▶ _Treść zadania a_:
Przepisz bez zmian z wykazu fragment od wiersza zawierającego „243L112 237L58 243L60” do wiersza zawierającego „box: [496, 248, 578, 293]”, oba włącznie.

Temat: Re: kruszczyki Epipactis - OT
Od: Marta Góra <m...@h...pl> szukaj wiadomości tego autora

Dnia Thu, 19 Jul 2007 10:02:34 +0200, Katarzyna Tkaczyk napisał(a):

> Użytkownik "Marta Góra" <m...@h...pl> napisał w wiadomości
> news:aal20u69p224.1byftzzirkwx4$.dlg@40tude.net...
>
>>>
>> powinny mnie nawrócić na jedynie
>> słuszną, kruszczykową drogę.
>
> Nikt nie chce ciebie nawraca na kruszczykową droge. Jesli Ewa zakłada wątek
> o kruszczykach, to nie rozumiem po co wywołujesz dyskusję na temat wyższosci
> odkurzacza nad szafą (bo tak się mają kruszczyki do języczek). Jeśli nie
> znasz/nie lubisz/nie uprawiasz/nie interesują cię to zwyczajnie nie zabieraj
> głosu. Idąc za ciosem, gdyby pod każdym pytaniem o jakąś roślinkę, każdy
> grupowicz napsiałby, że woli uprawiać coś innego, to wątki wyglądalyby
> delikatnie mówiąc idiotycznie.
>

Nie lubię też krwiście czerwonych róż i róż wielkokwiatowych, nie podobają
mi się, nie uprawiam i niezbyt mnie interesują, czesto o tym piszę w
wątkach różanych, dokładnie w ten sam sposób prosty i czytelny sposób -
podmiot i orzeczenie, ale jakoś do tej pory Cię to nie oburzało? Dlaczego?
Wyjaśnij mi tę różnicę... A może brak zachwytu na widok kruszczyka jest
passe? A nazywanie pięknych (dla mnie) i ogólnie dostępnych języczek
"żółtym wiechciem" trendy?

>>> Ale czy jest coś złego w tym, że tak jest, lub w tym, że o
>>> tym piszę?
>>
>
> No i ja w ogóle nie pojmuję twojego oburzenia. Jeśli wywołujesz dyskusje
> celowo urażając innych, to powinnaś liczyc się z ich reakcją. Inteligentna
> jesteś, elowentna rownież, wiedzę masz ale empatii ci brak niestety.
>>
>

Nie oburzenie lecz zdziwienie bo moim przekonaniu nikogo nie urażałam a na
pewno nie celowo. Pisałam jasno i zrozumiale o SWOIM ogrodzie i o tym co w
nim mi się może podobac a co nie. Mam wrażenie, że czytasz nie to co jest
napisane ale to co chcesz przeczytać.
Do listy moich wad i zalet spokojnie możesz dopisać starczą złośliwość,
wrodzoną niechęć do klakierstwa i hipokryzji oraz całkiem niezłą pamięć.

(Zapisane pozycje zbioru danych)
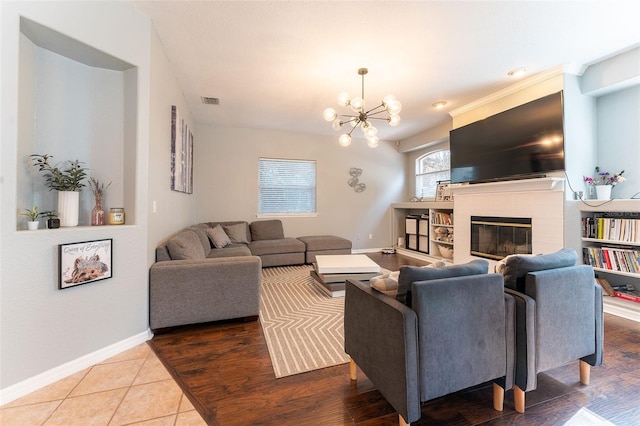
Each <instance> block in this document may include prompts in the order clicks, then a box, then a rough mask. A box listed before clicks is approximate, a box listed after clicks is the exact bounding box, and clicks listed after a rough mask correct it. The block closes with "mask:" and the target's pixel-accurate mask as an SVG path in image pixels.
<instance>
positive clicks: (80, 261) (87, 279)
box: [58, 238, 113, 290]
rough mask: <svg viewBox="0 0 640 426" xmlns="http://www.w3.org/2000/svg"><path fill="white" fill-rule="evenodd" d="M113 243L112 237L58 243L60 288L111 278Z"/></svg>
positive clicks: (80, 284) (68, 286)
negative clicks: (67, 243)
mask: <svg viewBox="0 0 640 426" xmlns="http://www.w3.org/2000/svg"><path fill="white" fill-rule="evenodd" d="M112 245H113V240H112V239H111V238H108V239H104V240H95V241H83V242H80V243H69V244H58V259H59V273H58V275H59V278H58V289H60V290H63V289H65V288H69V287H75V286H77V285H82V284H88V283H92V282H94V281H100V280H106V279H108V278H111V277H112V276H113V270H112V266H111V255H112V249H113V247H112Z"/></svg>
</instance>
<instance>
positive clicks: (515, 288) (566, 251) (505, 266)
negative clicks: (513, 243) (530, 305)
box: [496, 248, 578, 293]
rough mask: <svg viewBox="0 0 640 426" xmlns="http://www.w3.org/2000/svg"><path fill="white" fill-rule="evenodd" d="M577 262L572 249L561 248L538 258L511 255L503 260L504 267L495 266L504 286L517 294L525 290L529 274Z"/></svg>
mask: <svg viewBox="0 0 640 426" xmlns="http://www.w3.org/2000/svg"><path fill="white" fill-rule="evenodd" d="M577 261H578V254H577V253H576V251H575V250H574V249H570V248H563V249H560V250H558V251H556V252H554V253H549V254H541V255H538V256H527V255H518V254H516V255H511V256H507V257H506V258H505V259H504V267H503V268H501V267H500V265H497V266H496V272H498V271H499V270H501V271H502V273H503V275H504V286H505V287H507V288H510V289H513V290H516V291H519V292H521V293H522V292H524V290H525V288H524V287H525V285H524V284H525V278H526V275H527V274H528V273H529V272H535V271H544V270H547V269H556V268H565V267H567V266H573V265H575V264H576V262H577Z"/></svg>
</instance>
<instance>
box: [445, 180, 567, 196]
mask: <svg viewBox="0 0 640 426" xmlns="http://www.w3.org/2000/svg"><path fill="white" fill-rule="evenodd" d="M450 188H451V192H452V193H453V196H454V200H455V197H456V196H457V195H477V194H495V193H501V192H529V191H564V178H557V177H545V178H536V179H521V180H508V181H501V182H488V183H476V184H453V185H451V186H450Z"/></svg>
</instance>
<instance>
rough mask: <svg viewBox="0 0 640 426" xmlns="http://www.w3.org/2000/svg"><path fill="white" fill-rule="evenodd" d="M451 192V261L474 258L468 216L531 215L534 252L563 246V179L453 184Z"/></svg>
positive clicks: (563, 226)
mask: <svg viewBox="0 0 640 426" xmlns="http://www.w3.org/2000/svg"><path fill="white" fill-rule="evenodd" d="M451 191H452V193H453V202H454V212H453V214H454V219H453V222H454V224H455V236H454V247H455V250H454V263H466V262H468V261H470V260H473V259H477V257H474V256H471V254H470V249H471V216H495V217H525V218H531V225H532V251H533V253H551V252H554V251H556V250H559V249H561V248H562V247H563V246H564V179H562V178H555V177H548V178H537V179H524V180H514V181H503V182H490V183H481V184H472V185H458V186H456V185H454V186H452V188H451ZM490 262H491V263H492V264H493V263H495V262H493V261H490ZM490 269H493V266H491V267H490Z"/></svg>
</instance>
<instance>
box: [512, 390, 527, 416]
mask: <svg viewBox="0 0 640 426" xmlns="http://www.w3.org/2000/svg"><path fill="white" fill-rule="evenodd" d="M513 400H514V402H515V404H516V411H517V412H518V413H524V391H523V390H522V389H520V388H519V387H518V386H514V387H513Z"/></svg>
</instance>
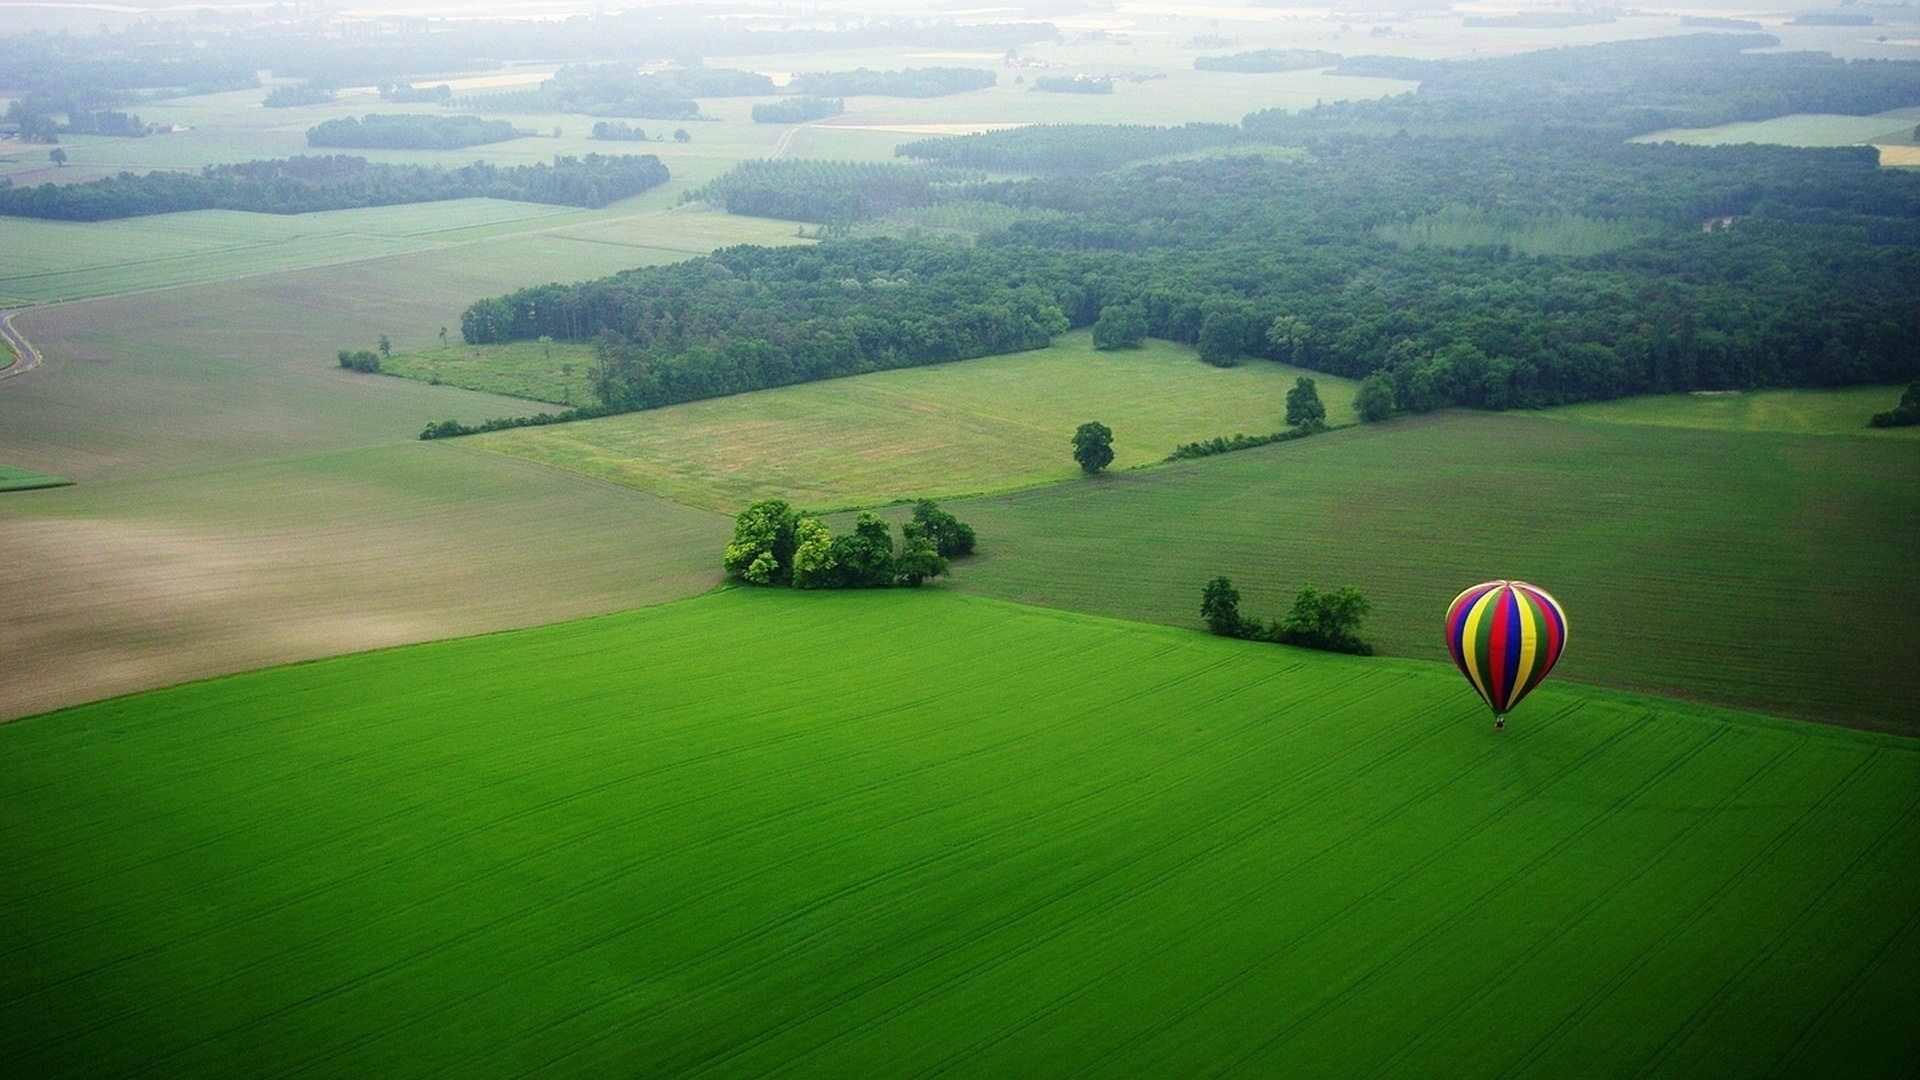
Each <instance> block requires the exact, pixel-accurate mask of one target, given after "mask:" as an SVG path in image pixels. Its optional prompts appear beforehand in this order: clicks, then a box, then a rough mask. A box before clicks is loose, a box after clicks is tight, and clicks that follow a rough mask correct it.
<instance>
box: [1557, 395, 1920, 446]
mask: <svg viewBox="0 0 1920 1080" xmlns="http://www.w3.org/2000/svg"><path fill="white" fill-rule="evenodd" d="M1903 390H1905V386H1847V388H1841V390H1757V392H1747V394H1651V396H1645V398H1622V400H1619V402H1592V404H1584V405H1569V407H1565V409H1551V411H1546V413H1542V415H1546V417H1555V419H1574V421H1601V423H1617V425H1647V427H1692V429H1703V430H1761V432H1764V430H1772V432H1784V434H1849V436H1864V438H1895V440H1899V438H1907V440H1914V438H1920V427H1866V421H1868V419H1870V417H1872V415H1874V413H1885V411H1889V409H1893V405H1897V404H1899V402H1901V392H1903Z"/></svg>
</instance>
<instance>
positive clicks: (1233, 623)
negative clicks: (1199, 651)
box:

▶ _Treść zadania b_:
Jakie dwa rodzaje róż wymienia zdanie zaczynające się od „Nie lubię też” w wiadomości o kruszczykach?

▶ _Wynik ćwiczenia a_:
rough mask: <svg viewBox="0 0 640 426" xmlns="http://www.w3.org/2000/svg"><path fill="white" fill-rule="evenodd" d="M113 243L112 237L58 243L60 288L111 278Z"/></svg>
positive clicks: (80, 284) (68, 286)
negative clicks: (67, 243)
mask: <svg viewBox="0 0 640 426" xmlns="http://www.w3.org/2000/svg"><path fill="white" fill-rule="evenodd" d="M112 245H113V240H112V239H111V238H108V239H104V240H95V241H83V242H80V243H69V244H58V259H59V273H58V275H59V278H58V289H60V290H63V289H65V288H69V287H75V286H77V285H82V284H88V283H92V282H94V281H100V280H106V279H108V278H111V277H112V276H113V270H112V266H111V255H112V249H113V247H112Z"/></svg>
</instance>
<instance>
positive clicks: (515, 288) (566, 251) (505, 266)
negative clicks: (513, 243) (530, 305)
box: [496, 248, 578, 293]

▶ _Wynik ćwiczenia b_:
Krwiście czerwone róże i róże wielkokwiatowe.